--- start of SELECTED EXTRACT ---

Tentative Itinerary:

Day 0 Arrive in Grindelwald no later than today. Meet for dinner, equipment check, and go over itinerary.
Day 1 Take the incredible Jungfraujoch Railway which tunnels through the depths of the Eiger and we climb the Monch, which is one of many 4,000 meter peaks in the area. The climb is along a nice alpine ridge, then follow a narrow snow arête to the summit. It is a moderately exposed alpine route and serves as a great acclimatization peak. We then take the train back to Grindelwald.
Day 2 We take the train back up, but get off at the Eismeer Station for our approach to the spectacularly positioned Mittelegi hut. We exit onto the glacier through a tunnel, climb a few technical rock pitches and scramble on 3rd class terrain to the Mittelegi hut, where we rest for our summit day.
Day 3 We get an early start to climb the Mittellegi Ridge (East Ridge of Eiger). The climbing along the ridge has grand exposure, excellent position, and sound rock (generally 4th and low 5th class) right to the summit of the Eiger (3970m/13,025’). We descend the west ridge and catch the train back to Grindelwald for the night.
Day 4 This is our travel day to Zermatt. We arrive by mid-afternoon and our goal is to rest and relax for the Matterhorn.
Day 5 After another morning of sleeping in, we ride the lift and casually hike the 2.5 hours to the Hörnli Hütte (10700 ft). Another early night in preparation for our pre-dawn start.

--- end of SELECTED EXTRACT ---
--- start of DATA ENTRIES ---

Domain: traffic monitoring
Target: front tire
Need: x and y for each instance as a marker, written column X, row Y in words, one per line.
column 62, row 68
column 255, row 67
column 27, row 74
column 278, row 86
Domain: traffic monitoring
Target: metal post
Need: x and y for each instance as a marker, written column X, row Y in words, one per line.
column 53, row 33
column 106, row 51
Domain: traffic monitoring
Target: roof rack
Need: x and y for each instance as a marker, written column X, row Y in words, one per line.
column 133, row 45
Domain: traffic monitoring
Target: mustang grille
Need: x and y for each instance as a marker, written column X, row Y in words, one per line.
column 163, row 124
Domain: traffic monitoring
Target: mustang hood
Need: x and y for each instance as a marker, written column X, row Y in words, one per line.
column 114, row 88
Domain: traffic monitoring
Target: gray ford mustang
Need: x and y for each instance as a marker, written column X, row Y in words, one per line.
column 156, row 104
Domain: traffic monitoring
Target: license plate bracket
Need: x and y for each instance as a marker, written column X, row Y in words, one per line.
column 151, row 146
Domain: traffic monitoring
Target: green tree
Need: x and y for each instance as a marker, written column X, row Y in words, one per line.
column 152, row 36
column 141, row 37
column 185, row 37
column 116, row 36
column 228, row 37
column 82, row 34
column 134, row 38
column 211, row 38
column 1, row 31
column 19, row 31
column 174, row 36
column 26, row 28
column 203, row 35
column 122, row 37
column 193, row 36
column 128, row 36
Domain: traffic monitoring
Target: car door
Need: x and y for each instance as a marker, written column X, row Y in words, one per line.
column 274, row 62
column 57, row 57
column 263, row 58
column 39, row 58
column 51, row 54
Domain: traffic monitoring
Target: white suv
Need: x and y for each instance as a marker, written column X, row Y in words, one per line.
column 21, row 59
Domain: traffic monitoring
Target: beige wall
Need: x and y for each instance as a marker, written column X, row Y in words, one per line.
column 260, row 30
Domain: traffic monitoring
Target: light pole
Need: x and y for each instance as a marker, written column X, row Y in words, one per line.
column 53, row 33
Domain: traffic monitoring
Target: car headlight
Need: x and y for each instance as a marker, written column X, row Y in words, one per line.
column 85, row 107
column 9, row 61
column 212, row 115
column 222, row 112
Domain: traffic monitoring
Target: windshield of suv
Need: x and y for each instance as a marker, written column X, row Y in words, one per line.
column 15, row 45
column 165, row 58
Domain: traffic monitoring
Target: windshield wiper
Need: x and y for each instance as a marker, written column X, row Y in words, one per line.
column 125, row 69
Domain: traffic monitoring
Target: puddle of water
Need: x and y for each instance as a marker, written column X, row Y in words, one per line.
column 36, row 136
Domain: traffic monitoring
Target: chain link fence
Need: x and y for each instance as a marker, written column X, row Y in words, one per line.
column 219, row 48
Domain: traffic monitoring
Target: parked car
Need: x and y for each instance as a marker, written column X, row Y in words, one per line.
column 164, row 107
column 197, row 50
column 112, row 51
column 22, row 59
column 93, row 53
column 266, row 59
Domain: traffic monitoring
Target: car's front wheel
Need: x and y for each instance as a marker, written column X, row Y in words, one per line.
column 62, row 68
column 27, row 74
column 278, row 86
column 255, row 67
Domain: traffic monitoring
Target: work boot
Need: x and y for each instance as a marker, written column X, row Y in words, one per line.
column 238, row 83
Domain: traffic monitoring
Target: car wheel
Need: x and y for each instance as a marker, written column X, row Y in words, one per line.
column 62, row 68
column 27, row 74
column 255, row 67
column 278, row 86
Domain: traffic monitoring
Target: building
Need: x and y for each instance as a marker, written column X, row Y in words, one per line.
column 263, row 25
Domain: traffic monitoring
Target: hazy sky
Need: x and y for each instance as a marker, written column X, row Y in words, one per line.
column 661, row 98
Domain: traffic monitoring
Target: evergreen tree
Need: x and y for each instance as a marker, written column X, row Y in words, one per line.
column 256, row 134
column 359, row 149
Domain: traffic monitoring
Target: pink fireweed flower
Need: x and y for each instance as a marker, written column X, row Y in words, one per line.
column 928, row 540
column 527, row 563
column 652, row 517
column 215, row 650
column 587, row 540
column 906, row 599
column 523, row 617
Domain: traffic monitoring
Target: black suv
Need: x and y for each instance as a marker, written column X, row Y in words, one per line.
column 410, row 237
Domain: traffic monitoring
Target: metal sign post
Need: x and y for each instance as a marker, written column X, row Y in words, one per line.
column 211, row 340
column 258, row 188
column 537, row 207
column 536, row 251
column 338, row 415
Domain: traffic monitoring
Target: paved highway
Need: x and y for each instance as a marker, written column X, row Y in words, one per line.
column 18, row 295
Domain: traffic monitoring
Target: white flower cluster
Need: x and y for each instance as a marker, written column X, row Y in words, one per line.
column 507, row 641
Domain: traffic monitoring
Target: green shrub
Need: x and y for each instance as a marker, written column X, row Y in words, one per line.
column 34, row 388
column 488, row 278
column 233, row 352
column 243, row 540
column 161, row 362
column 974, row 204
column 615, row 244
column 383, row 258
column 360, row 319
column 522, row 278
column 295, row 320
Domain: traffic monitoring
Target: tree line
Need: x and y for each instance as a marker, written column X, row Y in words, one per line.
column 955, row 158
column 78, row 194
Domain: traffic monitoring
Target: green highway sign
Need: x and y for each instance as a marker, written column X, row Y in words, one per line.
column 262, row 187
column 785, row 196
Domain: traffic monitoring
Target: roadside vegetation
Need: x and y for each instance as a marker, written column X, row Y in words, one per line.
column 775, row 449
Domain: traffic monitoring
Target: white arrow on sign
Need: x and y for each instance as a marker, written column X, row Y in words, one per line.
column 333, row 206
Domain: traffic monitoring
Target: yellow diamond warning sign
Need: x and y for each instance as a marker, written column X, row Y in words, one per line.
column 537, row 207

--- end of DATA ENTRIES ---

**TASKS AND EXERCISES:**
(a) Output the part of the climbing itinerary that opens with the words containing "Day 1 Take the" and closes with "our summit day.", copied word for word.
(b) Return the rows word for word, from the first line of the rows through the line that contains "column 106, row 51", including both ends and nothing else.

**FINAL ANSWERS:**
(a)
Day 1 Take the incredible Jungfraujoch Railway which tunnels through the depths of the Eiger and we climb the Monch, which is one of many 4,000 meter peaks in the area. The climb is along a nice alpine ridge, then follow a narrow snow arête to the summit. It is a moderately exposed alpine route and serves as a great acclimatization peak. We then take the train back to Grindelwald.
Day 2 We take the train back up, but get off at the Eismeer Station for our approach to the spectacularly positioned Mittelegi hut. We exit onto the glacier through a tunnel, climb a few technical rock pitches and scramble on 3rd class terrain to the Mittelegi hut, where we rest for our summit day.

(b)
Domain: traffic monitoring
Target: front tire
Need: x and y for each instance as a marker, written column X, row Y in words, one per line.
column 62, row 68
column 255, row 67
column 27, row 74
column 278, row 86
Domain: traffic monitoring
Target: metal post
Need: x and y for each instance as a marker, written column X, row Y in words, one per line.
column 53, row 33
column 106, row 51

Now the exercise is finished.